▶ _WHAT TO DO_
Give the data again exactly as written, skipping any pictures.

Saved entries
╭──
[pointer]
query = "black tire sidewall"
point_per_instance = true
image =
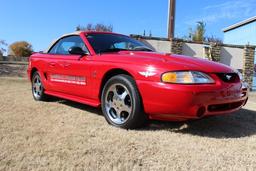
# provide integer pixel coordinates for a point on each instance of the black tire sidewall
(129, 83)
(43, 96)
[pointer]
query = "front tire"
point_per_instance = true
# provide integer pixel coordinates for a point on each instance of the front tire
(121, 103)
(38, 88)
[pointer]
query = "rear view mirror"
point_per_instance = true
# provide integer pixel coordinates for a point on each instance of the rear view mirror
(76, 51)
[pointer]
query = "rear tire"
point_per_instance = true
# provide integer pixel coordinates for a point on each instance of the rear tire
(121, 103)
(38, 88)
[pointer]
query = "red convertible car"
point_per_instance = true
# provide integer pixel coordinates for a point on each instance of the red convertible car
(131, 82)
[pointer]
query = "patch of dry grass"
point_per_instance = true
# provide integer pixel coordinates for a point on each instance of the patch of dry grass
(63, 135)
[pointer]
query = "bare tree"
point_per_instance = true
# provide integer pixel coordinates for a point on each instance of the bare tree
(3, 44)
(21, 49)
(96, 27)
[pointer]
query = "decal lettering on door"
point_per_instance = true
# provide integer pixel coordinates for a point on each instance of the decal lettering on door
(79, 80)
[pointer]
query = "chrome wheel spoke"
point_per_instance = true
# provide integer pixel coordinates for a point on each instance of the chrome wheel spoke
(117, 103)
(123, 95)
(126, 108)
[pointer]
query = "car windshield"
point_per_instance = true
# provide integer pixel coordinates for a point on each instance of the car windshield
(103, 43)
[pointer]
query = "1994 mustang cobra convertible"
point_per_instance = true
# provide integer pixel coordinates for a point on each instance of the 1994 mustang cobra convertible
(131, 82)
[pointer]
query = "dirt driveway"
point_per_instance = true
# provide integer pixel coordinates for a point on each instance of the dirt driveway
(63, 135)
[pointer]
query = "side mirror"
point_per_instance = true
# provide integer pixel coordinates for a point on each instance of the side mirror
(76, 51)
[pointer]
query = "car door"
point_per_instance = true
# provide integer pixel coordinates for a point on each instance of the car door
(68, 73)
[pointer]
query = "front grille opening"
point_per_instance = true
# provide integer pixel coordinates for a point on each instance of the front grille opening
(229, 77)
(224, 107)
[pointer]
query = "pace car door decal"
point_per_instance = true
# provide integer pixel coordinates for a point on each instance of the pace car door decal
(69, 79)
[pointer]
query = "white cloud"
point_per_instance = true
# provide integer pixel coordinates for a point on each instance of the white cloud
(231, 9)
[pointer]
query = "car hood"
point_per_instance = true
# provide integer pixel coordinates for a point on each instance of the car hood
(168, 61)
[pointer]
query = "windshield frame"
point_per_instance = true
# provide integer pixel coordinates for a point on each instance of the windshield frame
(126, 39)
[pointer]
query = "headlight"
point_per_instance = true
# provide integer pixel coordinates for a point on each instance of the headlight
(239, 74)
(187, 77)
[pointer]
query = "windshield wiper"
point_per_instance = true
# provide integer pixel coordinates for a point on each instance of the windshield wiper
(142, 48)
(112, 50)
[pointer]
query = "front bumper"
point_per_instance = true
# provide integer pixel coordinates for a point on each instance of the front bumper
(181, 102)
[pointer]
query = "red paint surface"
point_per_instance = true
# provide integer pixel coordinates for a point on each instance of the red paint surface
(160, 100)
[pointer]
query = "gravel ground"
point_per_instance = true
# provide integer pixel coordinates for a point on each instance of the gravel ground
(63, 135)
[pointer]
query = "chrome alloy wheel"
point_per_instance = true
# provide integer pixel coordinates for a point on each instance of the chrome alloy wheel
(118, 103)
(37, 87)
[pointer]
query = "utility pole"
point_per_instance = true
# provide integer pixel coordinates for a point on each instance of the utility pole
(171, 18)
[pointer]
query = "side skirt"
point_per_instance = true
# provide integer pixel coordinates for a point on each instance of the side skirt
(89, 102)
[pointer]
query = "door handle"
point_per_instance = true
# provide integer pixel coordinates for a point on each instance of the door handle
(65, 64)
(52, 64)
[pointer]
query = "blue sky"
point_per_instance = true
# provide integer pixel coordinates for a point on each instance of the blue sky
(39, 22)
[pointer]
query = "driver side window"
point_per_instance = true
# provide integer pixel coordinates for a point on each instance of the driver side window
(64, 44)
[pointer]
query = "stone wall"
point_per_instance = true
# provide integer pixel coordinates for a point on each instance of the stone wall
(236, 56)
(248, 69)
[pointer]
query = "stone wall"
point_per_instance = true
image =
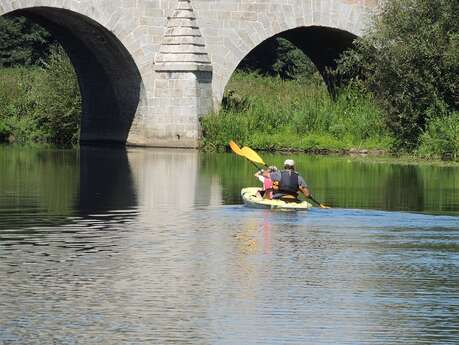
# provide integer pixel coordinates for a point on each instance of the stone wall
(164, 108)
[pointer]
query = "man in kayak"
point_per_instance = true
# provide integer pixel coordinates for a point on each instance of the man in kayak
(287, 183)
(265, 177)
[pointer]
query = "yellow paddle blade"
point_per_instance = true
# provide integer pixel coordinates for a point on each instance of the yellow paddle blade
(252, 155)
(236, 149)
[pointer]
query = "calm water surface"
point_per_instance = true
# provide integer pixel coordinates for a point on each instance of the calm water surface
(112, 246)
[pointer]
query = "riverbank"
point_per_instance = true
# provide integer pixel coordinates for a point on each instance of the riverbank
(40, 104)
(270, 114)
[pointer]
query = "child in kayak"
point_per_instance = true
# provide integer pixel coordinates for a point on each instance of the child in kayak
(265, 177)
╰──
▶ _THE COMPLETED TASK_
[pointer]
query = "black tire sidewall"
point_per_instance = true
image =
# provide integer pixel coordinates for a point on each instance of the black tire sidewall
(129, 83)
(43, 96)
[pointer]
query = "front tire"
point_per_instance = true
# provide integer pixel coordinates for a point on each instance of the front tire
(121, 103)
(38, 88)
[pointer]
query = "rear view mirror"
point_per_instance = true
# provide integer pixel coordinates for a point on each instance of the rear view mirror
(76, 51)
[pointer]
query = "rear tire"
point_per_instance = true
# provide integer pixel coordinates for a point on each instance of the rear tire
(121, 103)
(38, 88)
[pointer]
query = "red convertible car"
point_per_instance = true
# provide integer pixel coordinates for a point on each instance of the red convertible car
(131, 82)
[pointer]
query = "patch of dry grass"
point_per_instance = true
# provide integer pixel coordinates for a point on each instance of the patch of dry grass
(63, 135)
[pointer]
query = "bare tree"
point_per_instance = true
# provide integer pixel coordinates for a point on each instance of the bare tree
(3, 44)
(21, 49)
(96, 27)
[pointer]
query = "decal lettering on door"
point_per_instance = true
# provide integer pixel coordinates for a point on each instance of the decal lettering on door
(79, 80)
[pointer]
query = "chrome wheel spoke"
point_per_instance = true
# provide integer pixel coordinates for a point on each instance of the chrome wheel spoke
(117, 103)
(123, 95)
(126, 108)
[pointer]
query = "car windshield"
point_per_instance = true
# provide integer pixel coordinates for a point on each instance of the car windshield
(103, 43)
[pointer]
query = "1994 mustang cobra convertible"
point_per_instance = true
# provide integer pixel coordinates for a point on each instance of the 1994 mustang cobra convertible
(131, 82)
[pointer]
query = "dirt driveway"
point_per_instance = true
# provide integer pixel coordinates for a point on each instance of the dirt driveway
(63, 135)
[pointer]
query = "side mirror"
point_per_instance = true
# provide integer pixel coordinates for a point on each instance of the side mirror
(76, 51)
[pointer]
query = "car door"
point_per_instance = true
# provide integer pixel coordinates for a point on each instance of the car door
(68, 73)
[pointer]
query = "front grille opening"
point_per_instance = true
# provide integer pixel coordinates for a point on each instance of the front grille opening
(229, 77)
(224, 107)
[pointer]
query = "pace car door decal"
point_per_instance = true
# provide integer pixel coordinates for a point on each instance of the pace car door decal
(69, 79)
[pointer]
query = "white cloud"
point_per_instance = true
# provide integer pixel coordinates for a point on each instance of the white cloud
(231, 9)
[pointer]
query = "car hood"
point_per_instance = true
# provide integer pixel coordinates for a point on each instance of the car hood
(168, 61)
[pointer]
query = "windshield frame"
point_per_instance = true
# provide integer pixel coordinates for a point on each instance of the windshield frame
(126, 39)
[pointer]
query = "headlight"
point_per_instance = true
# provide integer pixel coordinates for a point on each instance of the headlight
(239, 74)
(187, 77)
[pointer]
query = "windshield wiper"
point_per_instance = true
# provide integer pixel coordinates for a point on each instance of the windshield wiper
(142, 48)
(112, 50)
[pointer]
query = "front bumper"
point_per_instance = true
# provide integer pixel coordinates for a point on each instance of the front bumper
(181, 102)
[pointer]
query = "red paint surface"
point_per_instance = true
# provide integer pixel coordinates for a point on each instance of the red paint surface
(160, 100)
[pointer]
query = "gravel ground"
point_per_instance = true
# provide integer pixel coordinates for a point on each instance of the gravel ground
(63, 135)
[pointer]
query = "chrome alloy wheel"
point_per_instance = true
# provide integer pixel coordinates for a point on each instance of the chrome alloy wheel
(118, 103)
(37, 87)
[pointer]
query = "utility pole"
point_per_instance = true
# provide integer pixel coordinates for a point on each instance of the utility pole
(171, 18)
[pointer]
query = "side skirt"
point_per_instance = true
# provide integer pixel coordinates for a point on each instance of the side skirt
(89, 102)
[pointer]
query = "door handle"
point_per_instance = true
# provide integer pixel coordinates for a point on each instance of the door handle
(65, 64)
(52, 64)
[pointer]
query = "blue sky"
point_per_instance = true
# provide integer pixel coordinates for a point on each instance of the blue sky
(39, 22)
[pointer]
query = "driver side window"
point_per_instance = true
# provide integer pixel coordinates for a point on each instance of the driver side window
(64, 44)
[pointer]
query = "stone wall"
point_per_instance = true
# provide integer pixel coordinates for a point on each instance of the stone wall
(236, 56)
(248, 69)
[pointer]
query = "stone wall"
point_per_instance = true
image =
# provide integer pixel coordinates for a point on each instance of the stone wall
(164, 108)
[pointer]
query = "man in kayak"
point_per_instance = true
# provide integer pixel coordinates for a point on each instance of the man in kayak
(287, 183)
(265, 177)
[pointer]
query = "yellow paddle blade"
point_per_instance = true
# provide integer pixel coordinates for a point on each instance of the yellow paddle blade
(252, 155)
(236, 149)
[pointer]
query = "calm water surface"
point_per_instance = true
# provide integer pixel coordinates for a point on each instance of the calm water surface
(112, 246)
[pointer]
query = "riverbank"
point_per_instance = true
# provide integer pixel coordinates for a point on each instance of the riverbank
(40, 104)
(270, 114)
[pointer]
query = "child in kayak"
point_per_instance = true
# provide integer pixel coordinates for a point on each instance of the child in kayak
(265, 177)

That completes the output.